Official Journal of the European Union

C 388/142


on the annual accounts of the Europol Pension Fund for the financial year 2011, together with the Fund’s replies

2012/C 388/24



The Europol Pension Fund (hereinafter "the Fund"), which is located in The Hague, was established by Article 37, Appendix 6, of the former Staff Regulations of the European Police Office, The Hague (Europol). Rules on the implementation of the Fund were established by Council Act of 12 March 1999 (1) and amended by Council Decision of 28 June 2011 (2). The objective of the Fund is to finance and pay pensions for staff already employed by Europol before it became an EU Agency on 1 January 2010.



The audit approach taken by the Court comprises analytical audit procedures, direct testing of transactions and an assessment of the Fund’s internal controls. This is supplemented by evidence provided by the work of other auditors (where relevant) and an analysis of management representations.



Pursuant to the provisions of Article 287 of the Treaty on the Functioning of the European Union and Article10(4) of the Council’s Decision of 28 June 2011 the Court has audited the annual accounts of the Fund (3) and the legality and regularity of the transactions underlying those accounts.

The Management’s responsibility


The Director of Europol and the Fund’s Management Board have joint responsibility for the management of the Fund and for putting in place the relevant organisational structure, internal management and control systems and procedures for drawing up the final accounts. The Fund’s Management Board has sole responsibility for the preparation of the final accounts and for making sure that these are free from material misstatement, whether due to fraud or error and for ensuring that the transactions underlying those accounts are legal and regular.

The Auditor’s responsibility


The Court’s responsibility is to provide, on the basis of its audit, the European Parliament and the Council (4) with a statement of assurance as to the reliability of the annual accounts of the Fund and the legality and regularity of the transactions underlying them.


The Court conducted its audit in accordance with the IFAC International Standards on Auditing and Codes of Ethics and the INTOSAI International Standards of Supreme Audit Institutions. These standards require that the Court plans and performs the audit to obtain reasonable assurance as to whether the annual accounts of the Fund are free of material misstatement and the transactions underlying them are legal and regular.


An audit involves performing procedures to obtain audit evidence about the amounts and disclosures in the accounts and the legality and regularity of the transactions underlying them. The procedures are selected based on the auditor’s judgment, including an assessment of the risks of material misstatement of the accounts and of material non-compliance of the underlying transactions with the requirement of the legal framework of the Fund, whether due to fraud or error. In assessing those risks, the auditor considers internal controls relevant to the preparation and fair presentation of the accounts and supervisory and control systems implemented to ensure legality and regularity of underlying transactions, in order to design audit procedures that are appropriate in the circumstances. An audit also includes evaluating the appropriateness of accounting policies used and reasonableness of accounting estimates made, as well as evaluating the overall presentation of the accounts.


The Court considers that the audit evidence obtained is sufficient and appropriate to provide a basis for the opinions set out below.

Opinion on the reliability of the accounts


In the Court’s opinion, the Fund’s Annual Accounts (5) present fairly, in all material respects, its financial position as of 31 December 2011 and the results of its operations and its cash flows for the year then ended, in accordance with the provisions of the Council Act of 12 March 1999 as amended by Council Decision 28 June 2011 and Directive 610 of the Dutch financial reporting rules and the International Financial Reporting Standards (IFRS).

RECORDS SHOWN:
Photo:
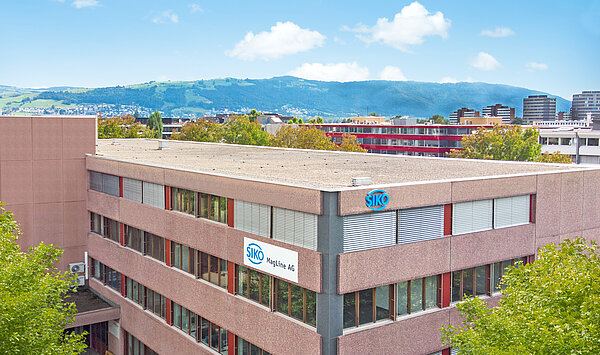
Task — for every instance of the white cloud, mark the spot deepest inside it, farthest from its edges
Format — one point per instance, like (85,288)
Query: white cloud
(331,72)
(409,27)
(392,73)
(166,17)
(85,3)
(485,61)
(498,32)
(283,38)
(195,8)
(536,66)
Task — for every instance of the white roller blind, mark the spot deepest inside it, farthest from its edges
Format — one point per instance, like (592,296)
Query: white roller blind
(367,231)
(473,216)
(252,218)
(294,227)
(153,194)
(418,224)
(95,181)
(132,189)
(511,211)
(110,184)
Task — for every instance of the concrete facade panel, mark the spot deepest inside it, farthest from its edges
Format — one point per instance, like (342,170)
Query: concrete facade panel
(491,246)
(296,198)
(382,266)
(276,334)
(416,335)
(142,172)
(16,182)
(571,202)
(15,138)
(75,180)
(483,189)
(47,181)
(47,138)
(548,205)
(407,196)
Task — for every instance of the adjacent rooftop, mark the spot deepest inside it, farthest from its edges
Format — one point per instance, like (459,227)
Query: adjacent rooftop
(308,168)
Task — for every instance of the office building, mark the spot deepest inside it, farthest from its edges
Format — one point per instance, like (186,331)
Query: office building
(211,248)
(410,139)
(539,107)
(588,102)
(499,110)
(462,112)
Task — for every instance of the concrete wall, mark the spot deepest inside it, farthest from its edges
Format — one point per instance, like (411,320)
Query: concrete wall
(43,179)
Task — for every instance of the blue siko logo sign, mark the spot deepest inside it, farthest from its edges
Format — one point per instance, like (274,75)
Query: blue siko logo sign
(255,254)
(377,200)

GOAL OF THE EXERCISE:
Answer these from the Europol Pension Fund audit report:
(a) In which city is the Fund located?
(b) Who has sole responsibility for preparing the Fund's final accounts?
(c) As of what date does the Court find that the accounts fairly present the Fund's financial position?

ANSWER TO THE PROBLEM:
(a) The Hague
(b) The Fund's Management Board
(c) 31 December 2011